▸ Document passage:
COVID-19 doesn’t strike the sexes equally. Globally, for every 10 COVID-19 intensive care unit admissions among women, there are 18 for men; for every 10 women who die of COVID-19, 15 men die. In the United States, a gender gap is emerging in vaccination rates, with women ahead of men by 6 percentage points, according to the Centers for Disease Control and Prevention. And rare adverse effects from the AstraZeneca vaccine appear to strike women more frequently, whereas those from the Pfizer-BioNTech and Moderna vaccines more often affect young men.
But out of 45 COVID-19 randomized controlled trials whose results were published by December 2020, only eight reported the impact of sex or gender, according to a paper published today in Nature Communications. Other recent data show even simple counts of cases and vaccinations are not broken down by sex and gender.
Senior author Sabine Oertelt-Prigione, a gender and health researcher at Radboud University Medical Center, was disheartened by her group’s findings. “I would have assumed that [sex] would be picked up in the trials, simply because it’s such an evident piece of the puzzle,” she says. Skipping that step is potentially dangerous in trials of drugs that may affect men and women differently, given their physiological differences, Oertelt-Prigione says. And it misses an opportunity to learn about the workings of the disease, adds Susan Phillips, an epidemiologist at Queen’s University who was not involved in the study.

▸ Entries supplied:
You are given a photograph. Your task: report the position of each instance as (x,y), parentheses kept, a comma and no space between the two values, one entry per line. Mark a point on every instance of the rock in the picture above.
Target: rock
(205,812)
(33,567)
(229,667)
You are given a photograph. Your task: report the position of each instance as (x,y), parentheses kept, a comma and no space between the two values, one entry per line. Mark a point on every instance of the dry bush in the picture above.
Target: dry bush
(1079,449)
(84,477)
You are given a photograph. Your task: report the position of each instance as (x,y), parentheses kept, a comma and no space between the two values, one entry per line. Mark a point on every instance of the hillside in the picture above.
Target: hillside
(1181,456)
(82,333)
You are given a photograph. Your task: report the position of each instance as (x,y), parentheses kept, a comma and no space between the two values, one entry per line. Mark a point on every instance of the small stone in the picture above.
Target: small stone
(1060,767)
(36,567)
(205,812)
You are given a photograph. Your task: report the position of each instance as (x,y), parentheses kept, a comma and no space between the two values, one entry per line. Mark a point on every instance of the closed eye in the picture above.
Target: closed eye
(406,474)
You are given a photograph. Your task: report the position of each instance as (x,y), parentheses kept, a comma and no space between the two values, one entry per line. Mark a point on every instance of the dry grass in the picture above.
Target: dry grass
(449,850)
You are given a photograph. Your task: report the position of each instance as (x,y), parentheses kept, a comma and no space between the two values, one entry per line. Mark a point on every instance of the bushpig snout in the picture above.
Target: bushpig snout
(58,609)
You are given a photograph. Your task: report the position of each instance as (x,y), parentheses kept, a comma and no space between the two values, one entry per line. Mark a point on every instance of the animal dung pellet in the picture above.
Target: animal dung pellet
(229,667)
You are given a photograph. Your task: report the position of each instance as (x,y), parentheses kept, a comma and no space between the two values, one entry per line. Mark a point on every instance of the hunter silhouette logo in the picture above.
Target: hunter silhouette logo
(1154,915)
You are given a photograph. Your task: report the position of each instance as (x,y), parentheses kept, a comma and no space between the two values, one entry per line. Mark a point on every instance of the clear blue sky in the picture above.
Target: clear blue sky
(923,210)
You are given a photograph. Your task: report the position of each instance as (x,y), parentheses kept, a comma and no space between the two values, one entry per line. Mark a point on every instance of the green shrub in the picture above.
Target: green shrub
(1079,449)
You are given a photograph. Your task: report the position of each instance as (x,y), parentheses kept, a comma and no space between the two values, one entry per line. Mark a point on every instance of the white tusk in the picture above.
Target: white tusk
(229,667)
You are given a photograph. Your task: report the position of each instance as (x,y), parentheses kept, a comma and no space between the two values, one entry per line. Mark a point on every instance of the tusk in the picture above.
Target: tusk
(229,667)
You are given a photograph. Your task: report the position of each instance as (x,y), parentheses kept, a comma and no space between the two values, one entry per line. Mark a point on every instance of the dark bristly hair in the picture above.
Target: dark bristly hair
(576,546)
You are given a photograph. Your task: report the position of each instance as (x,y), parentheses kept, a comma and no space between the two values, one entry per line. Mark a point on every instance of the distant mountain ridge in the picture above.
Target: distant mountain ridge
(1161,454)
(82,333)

▸ Tasks to complete:
(A) According to the COVID-19 passage, how many of the 45 trials reported the impact of sex or gender?
(B) Please rewrite the COVID-19 passage, starting at "But out of 45" and ending after "sex and gender.", with "randomized controlled trials" changed to "clinical trials".

▸ Task responses:
(A) Eight.

(B)
But out of 45 COVID-19 clinical trials whose results were published by December 2020, only eight reported the impact of sex or gender, according to a paper published today in Nature Communications. Other recent data show even simple counts of cases and vaccinations are not broken down by sex and gender.